- _WORK ITEM_
Return the data below exactly, but only from the line containing "TARGET = sidewalk" through the line containing "TASK = identify one point per instance of the balcony railing", with both of those lines included.

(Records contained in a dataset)
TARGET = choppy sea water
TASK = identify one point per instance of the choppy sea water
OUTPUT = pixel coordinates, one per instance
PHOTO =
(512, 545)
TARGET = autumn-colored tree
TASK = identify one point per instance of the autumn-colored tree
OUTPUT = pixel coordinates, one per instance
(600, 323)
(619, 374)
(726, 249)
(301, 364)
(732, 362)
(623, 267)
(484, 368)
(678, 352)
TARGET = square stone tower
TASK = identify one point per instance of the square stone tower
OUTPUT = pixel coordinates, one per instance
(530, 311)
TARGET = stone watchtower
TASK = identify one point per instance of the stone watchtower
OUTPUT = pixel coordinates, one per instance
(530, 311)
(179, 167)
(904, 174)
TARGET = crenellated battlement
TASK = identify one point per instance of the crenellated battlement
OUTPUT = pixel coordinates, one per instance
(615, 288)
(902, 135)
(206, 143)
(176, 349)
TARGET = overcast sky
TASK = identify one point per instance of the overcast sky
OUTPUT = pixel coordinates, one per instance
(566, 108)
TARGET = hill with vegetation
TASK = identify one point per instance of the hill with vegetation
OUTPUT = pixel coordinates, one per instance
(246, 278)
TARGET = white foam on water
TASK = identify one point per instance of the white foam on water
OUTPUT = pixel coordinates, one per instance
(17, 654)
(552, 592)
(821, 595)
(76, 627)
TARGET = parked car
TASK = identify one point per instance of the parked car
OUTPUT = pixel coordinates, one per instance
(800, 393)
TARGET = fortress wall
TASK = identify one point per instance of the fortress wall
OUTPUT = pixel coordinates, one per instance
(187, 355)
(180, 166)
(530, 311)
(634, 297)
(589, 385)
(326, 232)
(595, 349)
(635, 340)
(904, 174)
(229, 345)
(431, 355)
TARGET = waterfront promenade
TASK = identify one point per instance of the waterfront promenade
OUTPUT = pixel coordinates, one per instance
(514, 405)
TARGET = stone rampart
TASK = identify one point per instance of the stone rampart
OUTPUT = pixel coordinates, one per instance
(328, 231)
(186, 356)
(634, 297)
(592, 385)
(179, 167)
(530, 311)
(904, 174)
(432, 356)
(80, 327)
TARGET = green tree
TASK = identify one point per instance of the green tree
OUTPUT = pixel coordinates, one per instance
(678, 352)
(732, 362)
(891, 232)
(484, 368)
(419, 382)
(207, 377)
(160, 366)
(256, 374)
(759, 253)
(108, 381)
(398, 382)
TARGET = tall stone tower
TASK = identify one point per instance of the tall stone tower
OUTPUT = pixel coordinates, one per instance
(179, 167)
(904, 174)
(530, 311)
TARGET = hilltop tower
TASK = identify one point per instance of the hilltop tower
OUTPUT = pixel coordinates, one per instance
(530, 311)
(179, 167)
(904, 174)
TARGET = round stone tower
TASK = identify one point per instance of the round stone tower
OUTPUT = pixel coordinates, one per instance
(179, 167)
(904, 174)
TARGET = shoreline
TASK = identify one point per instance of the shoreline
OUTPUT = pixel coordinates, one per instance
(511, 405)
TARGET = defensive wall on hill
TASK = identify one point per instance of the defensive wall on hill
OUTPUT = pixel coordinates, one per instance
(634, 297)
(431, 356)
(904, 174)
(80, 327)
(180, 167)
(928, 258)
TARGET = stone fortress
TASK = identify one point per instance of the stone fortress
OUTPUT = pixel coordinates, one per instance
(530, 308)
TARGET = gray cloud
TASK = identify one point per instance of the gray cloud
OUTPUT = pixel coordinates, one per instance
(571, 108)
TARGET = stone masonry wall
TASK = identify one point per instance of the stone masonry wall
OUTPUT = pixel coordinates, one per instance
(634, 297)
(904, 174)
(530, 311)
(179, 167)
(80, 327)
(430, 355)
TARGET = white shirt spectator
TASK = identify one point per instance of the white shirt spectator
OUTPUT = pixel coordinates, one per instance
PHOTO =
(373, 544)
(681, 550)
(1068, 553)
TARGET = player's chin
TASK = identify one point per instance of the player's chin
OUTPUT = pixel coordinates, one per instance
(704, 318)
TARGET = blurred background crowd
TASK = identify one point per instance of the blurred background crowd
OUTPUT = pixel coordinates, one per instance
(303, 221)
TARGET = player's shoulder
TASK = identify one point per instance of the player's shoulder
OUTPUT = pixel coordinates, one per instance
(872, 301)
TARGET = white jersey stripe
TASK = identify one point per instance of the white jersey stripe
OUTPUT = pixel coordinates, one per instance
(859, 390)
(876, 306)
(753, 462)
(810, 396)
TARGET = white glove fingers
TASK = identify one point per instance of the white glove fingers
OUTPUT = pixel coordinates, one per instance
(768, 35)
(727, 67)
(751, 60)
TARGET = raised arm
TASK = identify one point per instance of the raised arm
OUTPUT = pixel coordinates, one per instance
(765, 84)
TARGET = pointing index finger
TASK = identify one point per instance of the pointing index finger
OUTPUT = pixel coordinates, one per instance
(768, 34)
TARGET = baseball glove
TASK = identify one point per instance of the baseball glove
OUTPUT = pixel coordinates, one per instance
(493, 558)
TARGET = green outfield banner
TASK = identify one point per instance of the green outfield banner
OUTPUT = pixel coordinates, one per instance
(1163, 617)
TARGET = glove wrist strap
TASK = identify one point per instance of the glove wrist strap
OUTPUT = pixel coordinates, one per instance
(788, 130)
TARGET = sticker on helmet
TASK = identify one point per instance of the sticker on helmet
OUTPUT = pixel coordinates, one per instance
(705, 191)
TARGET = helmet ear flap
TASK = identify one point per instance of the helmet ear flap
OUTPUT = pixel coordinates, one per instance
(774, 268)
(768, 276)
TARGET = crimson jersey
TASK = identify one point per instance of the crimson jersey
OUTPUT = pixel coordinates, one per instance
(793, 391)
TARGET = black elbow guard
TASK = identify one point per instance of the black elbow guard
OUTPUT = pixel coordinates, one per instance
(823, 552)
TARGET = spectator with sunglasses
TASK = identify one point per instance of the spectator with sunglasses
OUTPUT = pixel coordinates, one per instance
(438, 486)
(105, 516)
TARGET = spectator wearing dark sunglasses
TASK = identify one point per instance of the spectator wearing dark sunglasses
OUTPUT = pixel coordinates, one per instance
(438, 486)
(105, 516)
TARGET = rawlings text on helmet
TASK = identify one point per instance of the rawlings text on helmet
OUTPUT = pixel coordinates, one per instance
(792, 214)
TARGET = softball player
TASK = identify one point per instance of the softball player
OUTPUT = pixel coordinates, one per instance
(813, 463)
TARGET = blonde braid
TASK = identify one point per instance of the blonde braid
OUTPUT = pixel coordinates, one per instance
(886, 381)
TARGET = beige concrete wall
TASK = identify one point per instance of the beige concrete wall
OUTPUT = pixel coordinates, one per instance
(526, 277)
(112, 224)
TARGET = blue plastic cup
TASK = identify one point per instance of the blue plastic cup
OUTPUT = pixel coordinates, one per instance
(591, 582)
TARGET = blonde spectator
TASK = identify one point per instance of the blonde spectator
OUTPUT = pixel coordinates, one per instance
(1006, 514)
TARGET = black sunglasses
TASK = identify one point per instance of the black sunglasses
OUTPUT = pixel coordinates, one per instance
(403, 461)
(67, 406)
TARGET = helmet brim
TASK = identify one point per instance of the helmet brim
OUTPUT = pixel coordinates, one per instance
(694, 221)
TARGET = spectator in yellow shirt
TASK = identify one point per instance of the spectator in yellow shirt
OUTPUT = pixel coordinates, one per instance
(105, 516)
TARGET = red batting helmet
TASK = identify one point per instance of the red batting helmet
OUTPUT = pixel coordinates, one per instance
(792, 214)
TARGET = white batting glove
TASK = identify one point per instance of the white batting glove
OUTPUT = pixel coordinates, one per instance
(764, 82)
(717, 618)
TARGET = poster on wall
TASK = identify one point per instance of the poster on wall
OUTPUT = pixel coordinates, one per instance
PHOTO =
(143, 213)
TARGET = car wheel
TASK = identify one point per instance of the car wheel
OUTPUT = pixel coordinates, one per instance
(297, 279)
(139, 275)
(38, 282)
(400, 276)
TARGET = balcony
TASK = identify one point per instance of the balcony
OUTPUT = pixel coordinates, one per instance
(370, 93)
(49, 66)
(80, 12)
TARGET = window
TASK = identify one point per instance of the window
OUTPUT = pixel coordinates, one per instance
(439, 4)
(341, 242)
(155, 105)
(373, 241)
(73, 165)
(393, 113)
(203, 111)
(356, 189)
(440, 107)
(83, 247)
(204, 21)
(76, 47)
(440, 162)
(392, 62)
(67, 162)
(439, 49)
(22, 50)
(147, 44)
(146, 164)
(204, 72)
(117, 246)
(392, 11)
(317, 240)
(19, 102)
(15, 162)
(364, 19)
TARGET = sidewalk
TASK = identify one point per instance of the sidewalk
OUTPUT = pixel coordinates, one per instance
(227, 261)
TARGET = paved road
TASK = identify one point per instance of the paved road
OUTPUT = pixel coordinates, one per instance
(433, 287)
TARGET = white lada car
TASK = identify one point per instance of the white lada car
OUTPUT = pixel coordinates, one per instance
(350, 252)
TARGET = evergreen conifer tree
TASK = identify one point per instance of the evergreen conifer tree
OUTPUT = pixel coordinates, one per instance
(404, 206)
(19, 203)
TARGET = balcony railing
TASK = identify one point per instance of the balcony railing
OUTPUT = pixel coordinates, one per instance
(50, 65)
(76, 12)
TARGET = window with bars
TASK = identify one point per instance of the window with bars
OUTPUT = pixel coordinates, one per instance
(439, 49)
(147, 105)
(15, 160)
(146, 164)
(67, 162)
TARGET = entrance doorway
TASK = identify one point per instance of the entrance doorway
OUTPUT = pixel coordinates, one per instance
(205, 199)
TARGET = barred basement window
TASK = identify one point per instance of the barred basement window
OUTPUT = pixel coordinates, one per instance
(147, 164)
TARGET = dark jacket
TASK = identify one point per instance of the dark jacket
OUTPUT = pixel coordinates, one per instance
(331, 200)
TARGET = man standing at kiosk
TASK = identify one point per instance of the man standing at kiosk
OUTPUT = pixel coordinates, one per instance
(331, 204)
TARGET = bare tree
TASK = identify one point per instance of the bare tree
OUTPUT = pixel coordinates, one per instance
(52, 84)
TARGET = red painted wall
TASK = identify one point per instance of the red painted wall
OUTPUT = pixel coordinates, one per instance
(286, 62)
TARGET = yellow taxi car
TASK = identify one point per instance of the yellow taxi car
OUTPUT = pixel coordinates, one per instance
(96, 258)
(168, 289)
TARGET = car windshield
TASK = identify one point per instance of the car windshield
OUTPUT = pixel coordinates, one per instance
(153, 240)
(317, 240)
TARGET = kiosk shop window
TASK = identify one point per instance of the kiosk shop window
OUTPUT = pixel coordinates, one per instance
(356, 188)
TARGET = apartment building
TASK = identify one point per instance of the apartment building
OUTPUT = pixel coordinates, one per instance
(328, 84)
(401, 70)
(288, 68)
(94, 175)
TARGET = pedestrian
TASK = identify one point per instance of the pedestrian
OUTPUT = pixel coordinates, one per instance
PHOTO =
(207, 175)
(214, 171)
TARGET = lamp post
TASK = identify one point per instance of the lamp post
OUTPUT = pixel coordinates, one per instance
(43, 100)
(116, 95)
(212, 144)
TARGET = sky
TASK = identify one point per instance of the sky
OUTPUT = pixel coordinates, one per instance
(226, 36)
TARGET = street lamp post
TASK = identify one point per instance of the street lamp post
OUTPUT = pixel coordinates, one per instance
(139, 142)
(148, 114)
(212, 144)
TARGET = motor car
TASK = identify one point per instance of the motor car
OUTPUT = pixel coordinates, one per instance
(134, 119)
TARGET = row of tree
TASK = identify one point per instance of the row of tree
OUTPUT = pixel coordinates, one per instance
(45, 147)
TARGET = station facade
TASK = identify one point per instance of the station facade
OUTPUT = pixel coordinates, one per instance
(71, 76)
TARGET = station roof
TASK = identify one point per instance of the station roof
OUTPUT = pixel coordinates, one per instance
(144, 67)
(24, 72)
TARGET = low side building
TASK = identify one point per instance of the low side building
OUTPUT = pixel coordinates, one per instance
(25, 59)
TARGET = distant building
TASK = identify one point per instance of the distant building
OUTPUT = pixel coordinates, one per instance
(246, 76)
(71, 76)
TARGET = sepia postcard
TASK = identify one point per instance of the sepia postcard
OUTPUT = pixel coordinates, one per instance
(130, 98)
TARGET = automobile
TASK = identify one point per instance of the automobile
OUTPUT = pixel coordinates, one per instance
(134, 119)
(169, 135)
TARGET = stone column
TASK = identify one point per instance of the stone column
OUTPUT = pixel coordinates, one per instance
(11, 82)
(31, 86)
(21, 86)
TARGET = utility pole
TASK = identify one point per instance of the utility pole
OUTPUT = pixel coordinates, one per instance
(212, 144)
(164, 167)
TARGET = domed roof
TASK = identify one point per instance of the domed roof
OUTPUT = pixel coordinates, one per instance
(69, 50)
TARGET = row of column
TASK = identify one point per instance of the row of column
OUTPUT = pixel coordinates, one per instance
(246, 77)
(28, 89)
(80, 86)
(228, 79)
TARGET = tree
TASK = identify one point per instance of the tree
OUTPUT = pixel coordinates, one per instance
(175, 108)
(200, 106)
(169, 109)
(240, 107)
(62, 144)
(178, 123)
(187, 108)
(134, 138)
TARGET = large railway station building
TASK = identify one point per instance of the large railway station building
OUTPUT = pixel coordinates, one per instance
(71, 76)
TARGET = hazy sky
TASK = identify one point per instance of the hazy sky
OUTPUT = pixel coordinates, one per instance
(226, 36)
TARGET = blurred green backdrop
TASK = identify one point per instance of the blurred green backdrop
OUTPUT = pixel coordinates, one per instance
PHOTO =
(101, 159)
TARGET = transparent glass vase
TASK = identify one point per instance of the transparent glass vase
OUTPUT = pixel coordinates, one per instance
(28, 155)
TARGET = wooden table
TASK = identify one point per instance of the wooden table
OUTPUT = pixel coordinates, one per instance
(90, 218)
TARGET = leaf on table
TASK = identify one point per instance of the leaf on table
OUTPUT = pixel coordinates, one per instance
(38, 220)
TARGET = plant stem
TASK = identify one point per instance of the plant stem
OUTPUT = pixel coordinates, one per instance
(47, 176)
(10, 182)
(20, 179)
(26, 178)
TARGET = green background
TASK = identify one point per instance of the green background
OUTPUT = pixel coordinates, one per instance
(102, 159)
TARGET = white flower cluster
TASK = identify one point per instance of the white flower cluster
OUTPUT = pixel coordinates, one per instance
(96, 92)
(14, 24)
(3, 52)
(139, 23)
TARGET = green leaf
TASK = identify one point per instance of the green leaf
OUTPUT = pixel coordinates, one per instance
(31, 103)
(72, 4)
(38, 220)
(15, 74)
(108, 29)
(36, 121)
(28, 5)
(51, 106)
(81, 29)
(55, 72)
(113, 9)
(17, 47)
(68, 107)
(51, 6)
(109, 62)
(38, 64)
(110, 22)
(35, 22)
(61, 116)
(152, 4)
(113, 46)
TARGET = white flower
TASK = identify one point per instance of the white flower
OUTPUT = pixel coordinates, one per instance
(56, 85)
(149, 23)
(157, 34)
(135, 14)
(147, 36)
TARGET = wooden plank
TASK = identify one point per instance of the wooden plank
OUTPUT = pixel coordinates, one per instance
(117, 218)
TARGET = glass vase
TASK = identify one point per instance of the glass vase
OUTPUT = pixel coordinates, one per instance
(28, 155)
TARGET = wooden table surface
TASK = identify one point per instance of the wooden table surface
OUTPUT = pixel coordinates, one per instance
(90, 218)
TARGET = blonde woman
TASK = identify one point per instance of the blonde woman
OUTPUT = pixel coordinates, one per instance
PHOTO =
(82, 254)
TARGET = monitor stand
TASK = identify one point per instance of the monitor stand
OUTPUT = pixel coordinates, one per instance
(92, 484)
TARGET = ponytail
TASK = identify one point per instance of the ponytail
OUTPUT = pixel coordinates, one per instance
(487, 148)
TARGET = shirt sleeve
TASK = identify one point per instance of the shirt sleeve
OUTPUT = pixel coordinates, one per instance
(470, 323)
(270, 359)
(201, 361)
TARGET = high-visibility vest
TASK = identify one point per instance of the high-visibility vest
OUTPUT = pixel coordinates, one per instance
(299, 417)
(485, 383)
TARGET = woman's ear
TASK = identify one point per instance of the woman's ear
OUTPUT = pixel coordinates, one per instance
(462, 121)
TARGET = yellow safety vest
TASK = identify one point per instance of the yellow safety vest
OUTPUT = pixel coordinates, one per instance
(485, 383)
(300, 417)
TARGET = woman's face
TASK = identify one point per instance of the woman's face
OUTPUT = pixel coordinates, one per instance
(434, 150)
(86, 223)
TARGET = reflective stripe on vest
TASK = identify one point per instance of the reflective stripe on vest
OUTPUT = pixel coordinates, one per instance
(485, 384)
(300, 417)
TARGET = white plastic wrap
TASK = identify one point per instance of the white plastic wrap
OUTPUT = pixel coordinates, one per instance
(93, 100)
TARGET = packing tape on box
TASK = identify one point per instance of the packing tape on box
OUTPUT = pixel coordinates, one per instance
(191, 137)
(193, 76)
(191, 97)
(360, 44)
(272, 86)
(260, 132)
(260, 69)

- _ANSWER SPACE_
TARGET = sidewalk
TASK = identify one point per instance of the sidewalk
OUTPUT = pixel coordinates, one per instance
(227, 261)
TARGET = paved road
TASK = identify one point per instance of the paved road
OUTPUT = pixel coordinates, one per instance
(433, 287)
TARGET = white lada car
TASK = identify one point per instance of the white lada car
OUTPUT = pixel coordinates, one per instance
(350, 252)
TARGET = evergreen conifer tree
TASK = identify one point per instance of the evergreen conifer tree
OUTPUT = pixel coordinates, one per instance
(404, 206)
(19, 203)
TARGET = balcony railing
TASK = identify one point per instance of the balcony railing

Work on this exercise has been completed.